### EXERCISE DETAILS
Starting with the line containing "Target: ceiling" and going on through the line containing "Target: rear wheel", return the lines of the data below exactly, and only those.

Stored dataset items:

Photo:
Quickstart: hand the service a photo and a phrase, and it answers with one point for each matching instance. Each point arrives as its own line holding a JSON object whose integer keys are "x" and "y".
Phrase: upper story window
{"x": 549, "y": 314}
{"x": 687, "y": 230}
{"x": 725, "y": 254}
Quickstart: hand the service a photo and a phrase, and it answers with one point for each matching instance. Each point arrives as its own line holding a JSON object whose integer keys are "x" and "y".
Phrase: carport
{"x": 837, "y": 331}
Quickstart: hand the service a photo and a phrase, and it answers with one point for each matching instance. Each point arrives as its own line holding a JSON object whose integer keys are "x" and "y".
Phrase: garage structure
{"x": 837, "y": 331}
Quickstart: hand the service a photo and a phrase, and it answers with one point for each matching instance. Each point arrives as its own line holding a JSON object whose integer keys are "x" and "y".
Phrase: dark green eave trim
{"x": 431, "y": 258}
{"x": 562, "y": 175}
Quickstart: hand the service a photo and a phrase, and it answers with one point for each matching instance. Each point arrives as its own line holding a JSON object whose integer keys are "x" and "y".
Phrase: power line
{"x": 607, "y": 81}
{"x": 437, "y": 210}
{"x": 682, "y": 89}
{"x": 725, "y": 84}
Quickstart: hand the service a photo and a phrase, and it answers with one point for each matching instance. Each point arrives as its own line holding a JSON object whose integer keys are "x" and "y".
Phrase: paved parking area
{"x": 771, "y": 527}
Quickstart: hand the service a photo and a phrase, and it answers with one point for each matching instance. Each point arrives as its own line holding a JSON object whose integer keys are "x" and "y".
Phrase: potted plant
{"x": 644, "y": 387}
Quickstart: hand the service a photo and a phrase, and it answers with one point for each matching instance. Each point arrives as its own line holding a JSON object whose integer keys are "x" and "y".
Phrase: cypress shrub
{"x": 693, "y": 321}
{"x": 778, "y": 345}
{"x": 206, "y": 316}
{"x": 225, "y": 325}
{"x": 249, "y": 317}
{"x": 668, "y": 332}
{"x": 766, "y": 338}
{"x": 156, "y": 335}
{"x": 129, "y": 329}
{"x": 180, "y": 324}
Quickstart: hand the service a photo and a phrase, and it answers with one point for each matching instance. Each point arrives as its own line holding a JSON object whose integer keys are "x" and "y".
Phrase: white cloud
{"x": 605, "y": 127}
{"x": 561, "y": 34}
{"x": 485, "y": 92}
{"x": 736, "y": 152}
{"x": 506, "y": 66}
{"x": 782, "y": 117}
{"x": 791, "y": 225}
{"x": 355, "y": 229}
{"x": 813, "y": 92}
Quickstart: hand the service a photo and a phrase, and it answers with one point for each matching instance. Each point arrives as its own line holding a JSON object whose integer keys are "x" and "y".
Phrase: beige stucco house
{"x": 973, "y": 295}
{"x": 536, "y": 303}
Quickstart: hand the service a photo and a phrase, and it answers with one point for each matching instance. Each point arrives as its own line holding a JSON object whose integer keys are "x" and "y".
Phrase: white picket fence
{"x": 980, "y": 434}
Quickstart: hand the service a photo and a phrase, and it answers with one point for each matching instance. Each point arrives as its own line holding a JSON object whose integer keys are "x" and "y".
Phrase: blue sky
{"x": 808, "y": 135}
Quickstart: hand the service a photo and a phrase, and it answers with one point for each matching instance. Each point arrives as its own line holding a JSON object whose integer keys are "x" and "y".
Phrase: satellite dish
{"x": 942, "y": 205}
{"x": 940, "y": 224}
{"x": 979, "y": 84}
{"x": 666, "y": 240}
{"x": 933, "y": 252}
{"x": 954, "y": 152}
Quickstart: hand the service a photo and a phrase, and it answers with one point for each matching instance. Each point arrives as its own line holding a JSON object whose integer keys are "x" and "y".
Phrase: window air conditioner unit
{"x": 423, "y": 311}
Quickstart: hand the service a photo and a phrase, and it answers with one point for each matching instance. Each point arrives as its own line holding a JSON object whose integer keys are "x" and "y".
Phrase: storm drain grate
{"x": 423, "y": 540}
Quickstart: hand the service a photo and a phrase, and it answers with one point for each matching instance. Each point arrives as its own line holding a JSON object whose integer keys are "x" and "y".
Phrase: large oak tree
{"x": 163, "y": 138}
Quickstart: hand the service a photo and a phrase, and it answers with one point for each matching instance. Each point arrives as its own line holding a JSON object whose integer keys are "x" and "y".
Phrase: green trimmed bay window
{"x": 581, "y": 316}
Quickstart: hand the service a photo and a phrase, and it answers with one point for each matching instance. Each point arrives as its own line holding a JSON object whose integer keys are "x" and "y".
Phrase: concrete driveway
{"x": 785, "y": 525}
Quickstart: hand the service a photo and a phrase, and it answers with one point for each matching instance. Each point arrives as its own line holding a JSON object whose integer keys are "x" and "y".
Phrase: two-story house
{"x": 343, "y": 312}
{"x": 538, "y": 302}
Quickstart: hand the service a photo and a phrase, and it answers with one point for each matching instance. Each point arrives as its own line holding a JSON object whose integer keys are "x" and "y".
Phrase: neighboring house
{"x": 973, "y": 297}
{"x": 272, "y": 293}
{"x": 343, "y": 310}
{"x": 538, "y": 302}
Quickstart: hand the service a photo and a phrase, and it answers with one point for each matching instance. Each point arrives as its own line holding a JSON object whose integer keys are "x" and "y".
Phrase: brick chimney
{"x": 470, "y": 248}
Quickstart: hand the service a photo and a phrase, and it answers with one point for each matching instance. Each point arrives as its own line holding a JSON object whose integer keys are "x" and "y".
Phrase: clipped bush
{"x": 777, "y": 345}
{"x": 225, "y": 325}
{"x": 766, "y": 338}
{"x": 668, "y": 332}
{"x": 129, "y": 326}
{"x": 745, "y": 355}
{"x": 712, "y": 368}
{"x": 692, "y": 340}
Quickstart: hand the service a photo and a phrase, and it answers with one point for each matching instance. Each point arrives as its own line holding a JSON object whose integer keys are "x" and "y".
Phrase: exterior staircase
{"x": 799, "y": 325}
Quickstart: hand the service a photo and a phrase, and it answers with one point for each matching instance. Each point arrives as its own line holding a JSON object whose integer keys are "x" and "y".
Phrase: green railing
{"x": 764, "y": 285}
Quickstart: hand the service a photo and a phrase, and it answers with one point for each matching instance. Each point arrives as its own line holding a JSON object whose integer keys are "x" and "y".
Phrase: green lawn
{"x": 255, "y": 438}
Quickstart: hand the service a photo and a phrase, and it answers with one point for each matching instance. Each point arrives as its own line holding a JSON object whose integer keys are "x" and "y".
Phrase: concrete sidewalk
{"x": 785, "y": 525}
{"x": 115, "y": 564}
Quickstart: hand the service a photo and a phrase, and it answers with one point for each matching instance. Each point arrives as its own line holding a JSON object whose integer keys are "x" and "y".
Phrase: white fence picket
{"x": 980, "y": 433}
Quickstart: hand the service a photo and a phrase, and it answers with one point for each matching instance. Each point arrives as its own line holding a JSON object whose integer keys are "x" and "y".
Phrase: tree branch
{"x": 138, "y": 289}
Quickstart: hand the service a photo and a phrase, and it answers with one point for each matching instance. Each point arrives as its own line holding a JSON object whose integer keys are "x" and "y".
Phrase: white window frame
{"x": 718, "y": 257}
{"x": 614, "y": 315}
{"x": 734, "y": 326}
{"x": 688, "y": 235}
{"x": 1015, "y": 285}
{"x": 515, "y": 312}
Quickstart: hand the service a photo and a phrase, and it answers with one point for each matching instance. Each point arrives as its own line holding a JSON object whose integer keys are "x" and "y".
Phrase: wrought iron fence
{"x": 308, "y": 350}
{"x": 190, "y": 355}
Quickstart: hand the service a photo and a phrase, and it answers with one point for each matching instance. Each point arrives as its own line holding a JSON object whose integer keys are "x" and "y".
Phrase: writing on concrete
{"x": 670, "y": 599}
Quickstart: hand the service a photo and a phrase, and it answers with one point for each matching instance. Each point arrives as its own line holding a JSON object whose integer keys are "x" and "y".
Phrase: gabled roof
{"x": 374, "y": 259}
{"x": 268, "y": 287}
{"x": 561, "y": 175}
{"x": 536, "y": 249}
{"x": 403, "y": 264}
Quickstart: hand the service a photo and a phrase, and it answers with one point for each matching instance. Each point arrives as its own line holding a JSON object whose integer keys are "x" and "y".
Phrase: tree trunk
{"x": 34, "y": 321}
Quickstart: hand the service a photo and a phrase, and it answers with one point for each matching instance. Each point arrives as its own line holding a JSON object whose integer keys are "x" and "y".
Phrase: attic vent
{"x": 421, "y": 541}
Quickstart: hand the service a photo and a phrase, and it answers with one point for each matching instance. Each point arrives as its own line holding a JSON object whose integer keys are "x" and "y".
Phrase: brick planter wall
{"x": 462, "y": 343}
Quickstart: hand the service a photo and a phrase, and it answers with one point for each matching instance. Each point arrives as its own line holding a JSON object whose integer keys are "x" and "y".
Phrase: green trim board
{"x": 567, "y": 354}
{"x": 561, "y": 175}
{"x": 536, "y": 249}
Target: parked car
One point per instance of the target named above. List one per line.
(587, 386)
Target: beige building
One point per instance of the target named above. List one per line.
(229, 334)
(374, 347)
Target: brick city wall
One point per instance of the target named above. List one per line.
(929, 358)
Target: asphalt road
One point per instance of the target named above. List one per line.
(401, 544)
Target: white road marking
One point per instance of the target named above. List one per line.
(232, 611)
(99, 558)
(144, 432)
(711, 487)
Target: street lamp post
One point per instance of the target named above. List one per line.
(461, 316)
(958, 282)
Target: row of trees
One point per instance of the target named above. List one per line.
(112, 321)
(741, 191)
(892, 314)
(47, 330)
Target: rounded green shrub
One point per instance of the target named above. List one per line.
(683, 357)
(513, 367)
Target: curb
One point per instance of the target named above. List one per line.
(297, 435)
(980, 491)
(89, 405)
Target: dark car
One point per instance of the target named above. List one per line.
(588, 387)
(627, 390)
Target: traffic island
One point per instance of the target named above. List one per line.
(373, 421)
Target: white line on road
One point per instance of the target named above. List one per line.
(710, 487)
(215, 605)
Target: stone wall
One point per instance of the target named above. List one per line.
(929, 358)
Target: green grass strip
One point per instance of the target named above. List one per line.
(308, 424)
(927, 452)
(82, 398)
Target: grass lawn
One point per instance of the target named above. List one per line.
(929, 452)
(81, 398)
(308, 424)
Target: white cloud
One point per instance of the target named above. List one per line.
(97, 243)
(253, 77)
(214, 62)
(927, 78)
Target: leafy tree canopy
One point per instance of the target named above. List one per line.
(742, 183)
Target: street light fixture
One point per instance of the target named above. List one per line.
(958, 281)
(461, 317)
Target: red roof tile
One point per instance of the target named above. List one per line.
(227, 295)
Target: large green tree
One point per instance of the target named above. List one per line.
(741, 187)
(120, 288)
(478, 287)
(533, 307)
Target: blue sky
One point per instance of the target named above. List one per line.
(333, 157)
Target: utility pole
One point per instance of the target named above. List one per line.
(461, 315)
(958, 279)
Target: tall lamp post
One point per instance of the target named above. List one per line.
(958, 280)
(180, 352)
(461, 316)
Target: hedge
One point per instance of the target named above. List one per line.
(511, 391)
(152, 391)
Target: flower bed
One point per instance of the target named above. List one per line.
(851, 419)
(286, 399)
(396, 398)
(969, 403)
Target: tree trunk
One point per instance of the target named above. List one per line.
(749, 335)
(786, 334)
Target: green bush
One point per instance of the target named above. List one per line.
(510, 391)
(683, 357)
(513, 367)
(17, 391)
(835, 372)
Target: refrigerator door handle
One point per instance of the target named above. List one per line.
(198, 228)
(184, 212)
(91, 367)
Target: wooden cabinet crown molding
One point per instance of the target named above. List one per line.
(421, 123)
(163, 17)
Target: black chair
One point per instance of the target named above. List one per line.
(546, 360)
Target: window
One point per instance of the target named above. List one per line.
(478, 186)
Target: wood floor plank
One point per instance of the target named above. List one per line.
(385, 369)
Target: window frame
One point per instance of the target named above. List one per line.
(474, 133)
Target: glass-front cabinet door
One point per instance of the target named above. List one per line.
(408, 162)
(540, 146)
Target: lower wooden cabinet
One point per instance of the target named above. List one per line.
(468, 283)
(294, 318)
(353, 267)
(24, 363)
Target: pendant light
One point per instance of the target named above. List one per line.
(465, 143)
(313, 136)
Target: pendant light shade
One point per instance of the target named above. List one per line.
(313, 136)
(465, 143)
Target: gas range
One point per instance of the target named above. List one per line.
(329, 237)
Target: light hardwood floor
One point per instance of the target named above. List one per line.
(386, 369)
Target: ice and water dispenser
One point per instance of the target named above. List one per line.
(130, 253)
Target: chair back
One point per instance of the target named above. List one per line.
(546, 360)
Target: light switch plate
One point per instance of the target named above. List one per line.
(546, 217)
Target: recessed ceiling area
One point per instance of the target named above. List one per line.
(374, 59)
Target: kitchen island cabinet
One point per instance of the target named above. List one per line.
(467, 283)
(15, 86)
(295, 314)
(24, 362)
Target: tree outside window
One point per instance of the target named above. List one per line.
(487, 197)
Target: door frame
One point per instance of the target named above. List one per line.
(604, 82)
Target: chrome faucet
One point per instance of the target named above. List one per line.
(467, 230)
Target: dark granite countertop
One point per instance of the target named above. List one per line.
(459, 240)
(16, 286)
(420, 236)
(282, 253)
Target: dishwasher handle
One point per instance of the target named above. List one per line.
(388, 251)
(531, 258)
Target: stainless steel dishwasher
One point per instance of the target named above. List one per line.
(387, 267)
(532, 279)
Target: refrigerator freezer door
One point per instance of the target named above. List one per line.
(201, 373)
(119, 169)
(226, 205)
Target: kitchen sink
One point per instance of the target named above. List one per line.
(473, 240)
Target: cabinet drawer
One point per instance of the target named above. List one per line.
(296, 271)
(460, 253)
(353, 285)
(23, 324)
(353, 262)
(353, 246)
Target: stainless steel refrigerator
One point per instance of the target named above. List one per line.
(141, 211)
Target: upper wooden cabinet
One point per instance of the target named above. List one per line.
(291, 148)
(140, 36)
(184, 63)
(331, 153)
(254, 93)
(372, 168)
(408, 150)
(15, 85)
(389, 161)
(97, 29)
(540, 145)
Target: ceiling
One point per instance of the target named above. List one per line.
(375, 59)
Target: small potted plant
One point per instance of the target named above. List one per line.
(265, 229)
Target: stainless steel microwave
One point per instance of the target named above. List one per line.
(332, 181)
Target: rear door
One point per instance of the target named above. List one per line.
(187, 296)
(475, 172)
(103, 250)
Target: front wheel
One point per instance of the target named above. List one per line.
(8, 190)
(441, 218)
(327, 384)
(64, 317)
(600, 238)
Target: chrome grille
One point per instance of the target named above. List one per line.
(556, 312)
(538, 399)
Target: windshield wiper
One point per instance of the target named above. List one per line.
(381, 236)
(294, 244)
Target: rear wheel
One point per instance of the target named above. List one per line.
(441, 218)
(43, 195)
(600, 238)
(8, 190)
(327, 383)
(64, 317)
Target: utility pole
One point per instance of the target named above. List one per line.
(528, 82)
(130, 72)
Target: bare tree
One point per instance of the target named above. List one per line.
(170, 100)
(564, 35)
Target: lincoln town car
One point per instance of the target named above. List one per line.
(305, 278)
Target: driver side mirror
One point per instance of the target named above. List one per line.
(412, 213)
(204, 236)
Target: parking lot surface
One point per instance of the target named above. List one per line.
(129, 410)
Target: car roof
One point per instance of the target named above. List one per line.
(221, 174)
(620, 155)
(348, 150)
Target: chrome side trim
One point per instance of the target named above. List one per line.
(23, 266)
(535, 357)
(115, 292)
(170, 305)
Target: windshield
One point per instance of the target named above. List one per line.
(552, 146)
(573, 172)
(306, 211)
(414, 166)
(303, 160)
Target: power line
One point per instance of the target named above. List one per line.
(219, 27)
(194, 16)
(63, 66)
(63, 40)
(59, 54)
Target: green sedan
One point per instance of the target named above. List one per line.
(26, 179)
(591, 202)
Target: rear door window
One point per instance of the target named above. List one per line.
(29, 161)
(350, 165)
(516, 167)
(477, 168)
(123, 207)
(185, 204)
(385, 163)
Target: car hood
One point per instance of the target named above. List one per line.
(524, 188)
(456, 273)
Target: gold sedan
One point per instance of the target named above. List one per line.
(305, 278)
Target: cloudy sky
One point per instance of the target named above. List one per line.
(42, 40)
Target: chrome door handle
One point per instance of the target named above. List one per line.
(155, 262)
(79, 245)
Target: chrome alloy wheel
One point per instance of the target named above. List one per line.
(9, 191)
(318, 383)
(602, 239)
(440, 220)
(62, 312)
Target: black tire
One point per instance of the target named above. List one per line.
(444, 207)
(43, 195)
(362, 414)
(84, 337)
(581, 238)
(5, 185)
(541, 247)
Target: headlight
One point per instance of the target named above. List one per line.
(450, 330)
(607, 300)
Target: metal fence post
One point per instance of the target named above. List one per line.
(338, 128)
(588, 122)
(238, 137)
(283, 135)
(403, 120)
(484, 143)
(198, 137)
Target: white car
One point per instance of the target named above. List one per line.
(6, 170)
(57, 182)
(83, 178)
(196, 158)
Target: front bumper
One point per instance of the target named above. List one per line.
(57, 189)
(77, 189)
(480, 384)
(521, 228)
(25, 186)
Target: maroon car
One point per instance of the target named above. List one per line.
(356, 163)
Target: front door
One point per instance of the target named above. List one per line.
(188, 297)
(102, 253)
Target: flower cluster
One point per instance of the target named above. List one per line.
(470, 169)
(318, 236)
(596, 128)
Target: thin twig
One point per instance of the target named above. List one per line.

### RESULT BELOW
Target: ceiling
One point per instance of the target named above. List one per line.
(375, 59)
Target: small potted plant
One point per instance of the target named above. List one per line.
(265, 229)
Target: stainless steel microwave
One point per instance of the target named above. List one per line.
(332, 181)
Target: rear door
One point per instance of the target named above. List one per line.
(187, 296)
(475, 172)
(103, 250)
Target: front wheel
One point per instance of the target named above. List one per line.
(8, 190)
(441, 218)
(327, 384)
(64, 317)
(600, 238)
Target: chrome grille
One point per instance of the target named above. List one per line.
(556, 312)
(538, 399)
Target: windshield wiper
One point per instance of the target named above. List one per line.
(381, 236)
(294, 244)
Target: rear wheel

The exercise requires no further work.